- Your task
Return each line from the items below that contains the string "hands", copying every such line in full.
======== Extracted information ========
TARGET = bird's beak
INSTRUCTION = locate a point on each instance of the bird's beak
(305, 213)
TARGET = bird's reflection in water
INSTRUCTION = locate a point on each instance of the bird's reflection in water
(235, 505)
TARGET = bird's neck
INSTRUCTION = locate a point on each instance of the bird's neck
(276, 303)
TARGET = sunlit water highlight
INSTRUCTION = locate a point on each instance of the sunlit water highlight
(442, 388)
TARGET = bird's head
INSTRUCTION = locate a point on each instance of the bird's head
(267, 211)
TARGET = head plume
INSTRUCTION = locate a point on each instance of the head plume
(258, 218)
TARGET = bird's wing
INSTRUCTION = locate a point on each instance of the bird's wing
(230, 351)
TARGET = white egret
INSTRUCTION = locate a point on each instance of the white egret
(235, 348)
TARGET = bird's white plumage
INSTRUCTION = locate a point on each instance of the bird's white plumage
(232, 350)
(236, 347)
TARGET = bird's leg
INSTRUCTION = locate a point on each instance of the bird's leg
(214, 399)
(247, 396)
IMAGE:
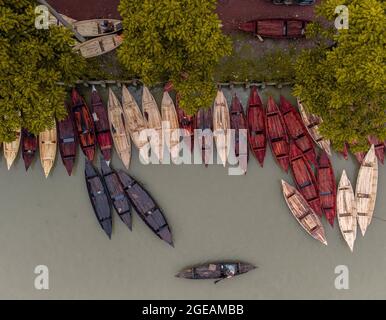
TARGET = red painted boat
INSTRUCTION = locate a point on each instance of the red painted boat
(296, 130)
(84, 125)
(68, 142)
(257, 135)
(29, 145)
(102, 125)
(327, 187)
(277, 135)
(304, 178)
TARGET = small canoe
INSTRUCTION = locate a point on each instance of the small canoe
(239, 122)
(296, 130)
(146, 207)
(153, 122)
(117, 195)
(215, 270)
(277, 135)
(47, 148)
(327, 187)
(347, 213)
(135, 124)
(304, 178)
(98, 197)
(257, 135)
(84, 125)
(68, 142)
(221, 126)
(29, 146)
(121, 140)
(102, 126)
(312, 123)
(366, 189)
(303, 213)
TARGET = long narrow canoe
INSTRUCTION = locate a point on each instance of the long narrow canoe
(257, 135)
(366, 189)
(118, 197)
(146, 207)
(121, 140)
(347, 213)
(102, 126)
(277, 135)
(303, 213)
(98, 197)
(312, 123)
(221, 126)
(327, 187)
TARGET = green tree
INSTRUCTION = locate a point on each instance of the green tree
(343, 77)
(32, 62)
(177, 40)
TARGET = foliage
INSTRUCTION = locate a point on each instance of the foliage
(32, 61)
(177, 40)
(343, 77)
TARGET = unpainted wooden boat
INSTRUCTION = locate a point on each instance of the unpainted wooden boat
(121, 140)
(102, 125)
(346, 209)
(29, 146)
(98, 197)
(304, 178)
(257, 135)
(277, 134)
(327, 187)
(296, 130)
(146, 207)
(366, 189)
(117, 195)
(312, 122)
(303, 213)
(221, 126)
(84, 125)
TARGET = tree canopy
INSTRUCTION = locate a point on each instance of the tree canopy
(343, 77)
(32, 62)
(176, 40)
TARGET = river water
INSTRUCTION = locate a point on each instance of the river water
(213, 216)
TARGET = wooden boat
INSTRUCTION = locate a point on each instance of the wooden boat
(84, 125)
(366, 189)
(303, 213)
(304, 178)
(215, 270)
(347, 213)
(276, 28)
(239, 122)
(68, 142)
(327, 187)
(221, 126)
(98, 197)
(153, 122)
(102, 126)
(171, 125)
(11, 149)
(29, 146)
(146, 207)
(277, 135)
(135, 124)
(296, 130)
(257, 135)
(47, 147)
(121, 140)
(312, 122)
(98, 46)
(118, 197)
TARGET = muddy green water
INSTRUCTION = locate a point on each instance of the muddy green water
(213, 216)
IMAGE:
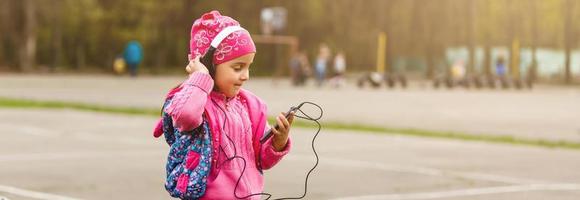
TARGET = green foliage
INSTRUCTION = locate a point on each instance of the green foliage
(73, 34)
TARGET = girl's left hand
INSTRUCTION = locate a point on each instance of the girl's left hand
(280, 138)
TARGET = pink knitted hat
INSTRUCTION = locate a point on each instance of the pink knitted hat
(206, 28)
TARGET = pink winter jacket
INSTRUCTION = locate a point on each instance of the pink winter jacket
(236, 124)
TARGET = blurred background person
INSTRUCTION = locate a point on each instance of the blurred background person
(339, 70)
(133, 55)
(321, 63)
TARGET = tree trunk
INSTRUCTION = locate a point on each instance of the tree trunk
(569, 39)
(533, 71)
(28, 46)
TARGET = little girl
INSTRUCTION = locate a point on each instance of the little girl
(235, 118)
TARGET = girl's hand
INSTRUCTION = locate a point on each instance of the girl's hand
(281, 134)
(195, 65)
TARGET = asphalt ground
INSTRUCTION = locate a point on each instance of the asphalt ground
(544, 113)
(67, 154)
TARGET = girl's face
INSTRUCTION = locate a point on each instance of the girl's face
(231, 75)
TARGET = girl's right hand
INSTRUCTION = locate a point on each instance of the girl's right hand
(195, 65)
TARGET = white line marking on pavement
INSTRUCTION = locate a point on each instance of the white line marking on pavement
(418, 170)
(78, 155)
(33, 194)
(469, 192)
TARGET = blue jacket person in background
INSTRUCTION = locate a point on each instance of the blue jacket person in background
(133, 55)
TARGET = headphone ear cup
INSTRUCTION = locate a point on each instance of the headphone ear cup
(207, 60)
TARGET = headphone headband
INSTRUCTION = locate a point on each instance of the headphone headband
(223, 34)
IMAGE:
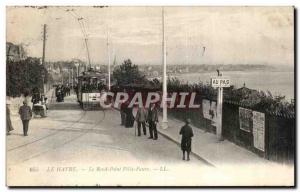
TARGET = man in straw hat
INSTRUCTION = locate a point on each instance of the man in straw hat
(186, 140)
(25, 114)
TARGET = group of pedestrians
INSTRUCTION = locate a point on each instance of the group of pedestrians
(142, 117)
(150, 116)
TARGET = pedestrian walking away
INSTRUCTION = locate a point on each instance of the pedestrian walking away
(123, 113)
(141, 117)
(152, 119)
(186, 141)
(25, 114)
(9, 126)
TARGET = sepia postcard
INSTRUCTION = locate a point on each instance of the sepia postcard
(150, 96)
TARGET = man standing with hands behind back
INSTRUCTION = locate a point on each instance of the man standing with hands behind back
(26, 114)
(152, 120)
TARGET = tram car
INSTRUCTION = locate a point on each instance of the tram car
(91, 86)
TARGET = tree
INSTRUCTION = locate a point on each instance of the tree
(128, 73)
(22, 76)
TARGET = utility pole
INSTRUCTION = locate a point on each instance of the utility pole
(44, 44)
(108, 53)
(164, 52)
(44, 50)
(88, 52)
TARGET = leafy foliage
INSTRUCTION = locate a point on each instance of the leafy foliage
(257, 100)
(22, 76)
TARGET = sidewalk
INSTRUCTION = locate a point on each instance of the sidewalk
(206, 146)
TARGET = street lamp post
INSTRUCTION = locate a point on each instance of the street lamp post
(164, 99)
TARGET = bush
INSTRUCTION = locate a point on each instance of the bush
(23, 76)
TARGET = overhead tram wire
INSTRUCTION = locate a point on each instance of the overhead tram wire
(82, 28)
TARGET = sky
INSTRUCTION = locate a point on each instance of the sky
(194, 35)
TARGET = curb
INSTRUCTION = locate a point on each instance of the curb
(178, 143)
========
======== Extracted information ========
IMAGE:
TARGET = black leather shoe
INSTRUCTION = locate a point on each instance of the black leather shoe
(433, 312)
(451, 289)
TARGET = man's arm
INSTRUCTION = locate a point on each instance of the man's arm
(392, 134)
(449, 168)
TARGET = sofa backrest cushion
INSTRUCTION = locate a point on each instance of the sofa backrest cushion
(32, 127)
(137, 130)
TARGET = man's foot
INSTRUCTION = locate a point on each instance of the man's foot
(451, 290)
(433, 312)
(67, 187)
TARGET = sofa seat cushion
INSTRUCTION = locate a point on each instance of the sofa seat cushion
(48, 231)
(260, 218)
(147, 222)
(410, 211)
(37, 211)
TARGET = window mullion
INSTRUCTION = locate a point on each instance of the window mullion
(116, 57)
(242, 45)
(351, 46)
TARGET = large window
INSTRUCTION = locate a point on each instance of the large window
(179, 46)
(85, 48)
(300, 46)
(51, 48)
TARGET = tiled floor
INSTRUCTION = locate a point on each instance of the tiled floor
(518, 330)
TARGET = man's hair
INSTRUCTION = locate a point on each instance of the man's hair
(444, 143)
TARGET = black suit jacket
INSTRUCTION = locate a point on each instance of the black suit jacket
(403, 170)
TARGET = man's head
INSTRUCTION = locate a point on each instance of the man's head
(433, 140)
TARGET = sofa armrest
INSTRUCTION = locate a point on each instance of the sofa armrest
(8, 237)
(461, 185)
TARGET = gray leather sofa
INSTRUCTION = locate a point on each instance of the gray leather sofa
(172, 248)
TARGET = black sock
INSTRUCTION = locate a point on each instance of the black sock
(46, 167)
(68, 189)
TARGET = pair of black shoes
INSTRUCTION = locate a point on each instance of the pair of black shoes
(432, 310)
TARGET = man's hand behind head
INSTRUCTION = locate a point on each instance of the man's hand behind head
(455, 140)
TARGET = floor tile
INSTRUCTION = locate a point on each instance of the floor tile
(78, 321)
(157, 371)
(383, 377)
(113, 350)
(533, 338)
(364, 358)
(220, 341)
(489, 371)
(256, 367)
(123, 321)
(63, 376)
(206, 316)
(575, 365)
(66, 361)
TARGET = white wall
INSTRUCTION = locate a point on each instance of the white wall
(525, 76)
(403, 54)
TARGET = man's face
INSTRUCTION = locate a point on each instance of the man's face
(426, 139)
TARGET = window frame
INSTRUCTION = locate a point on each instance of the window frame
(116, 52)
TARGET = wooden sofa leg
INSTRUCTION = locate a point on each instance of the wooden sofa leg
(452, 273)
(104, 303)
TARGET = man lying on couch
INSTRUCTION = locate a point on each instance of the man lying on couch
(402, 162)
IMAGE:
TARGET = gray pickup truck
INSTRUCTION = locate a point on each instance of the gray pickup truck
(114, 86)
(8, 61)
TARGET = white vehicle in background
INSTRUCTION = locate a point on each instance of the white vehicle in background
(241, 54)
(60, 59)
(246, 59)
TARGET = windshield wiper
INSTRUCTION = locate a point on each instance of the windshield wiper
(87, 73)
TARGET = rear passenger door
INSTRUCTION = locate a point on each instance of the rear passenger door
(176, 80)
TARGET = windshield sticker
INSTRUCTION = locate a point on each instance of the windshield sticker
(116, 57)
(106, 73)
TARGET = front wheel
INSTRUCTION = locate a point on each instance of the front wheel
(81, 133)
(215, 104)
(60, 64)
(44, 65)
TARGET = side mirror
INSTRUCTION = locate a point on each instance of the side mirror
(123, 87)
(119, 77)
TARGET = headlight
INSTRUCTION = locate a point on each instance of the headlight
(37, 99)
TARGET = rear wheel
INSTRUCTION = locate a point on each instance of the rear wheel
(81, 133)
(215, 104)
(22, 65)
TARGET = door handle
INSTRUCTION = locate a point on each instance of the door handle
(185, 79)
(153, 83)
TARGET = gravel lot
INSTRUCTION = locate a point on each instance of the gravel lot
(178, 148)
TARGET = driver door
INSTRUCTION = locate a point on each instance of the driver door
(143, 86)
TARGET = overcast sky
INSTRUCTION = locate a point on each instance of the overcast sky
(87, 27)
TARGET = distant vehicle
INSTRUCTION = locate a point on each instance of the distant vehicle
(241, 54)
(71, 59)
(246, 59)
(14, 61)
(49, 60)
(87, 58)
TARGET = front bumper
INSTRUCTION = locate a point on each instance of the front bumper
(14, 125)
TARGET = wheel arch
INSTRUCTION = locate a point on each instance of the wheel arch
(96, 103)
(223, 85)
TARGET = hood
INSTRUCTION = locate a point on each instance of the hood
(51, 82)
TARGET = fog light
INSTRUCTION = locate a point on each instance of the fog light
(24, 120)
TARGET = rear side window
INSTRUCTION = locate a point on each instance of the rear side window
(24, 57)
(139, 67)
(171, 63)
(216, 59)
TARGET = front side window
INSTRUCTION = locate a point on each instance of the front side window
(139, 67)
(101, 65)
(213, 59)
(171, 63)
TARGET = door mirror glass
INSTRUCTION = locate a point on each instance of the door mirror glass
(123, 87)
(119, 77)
========
- Result of the exercise
TARGET = man standing with hands behind back
INSTRUCTION = locate a point on each instance of the man standing with hands behind back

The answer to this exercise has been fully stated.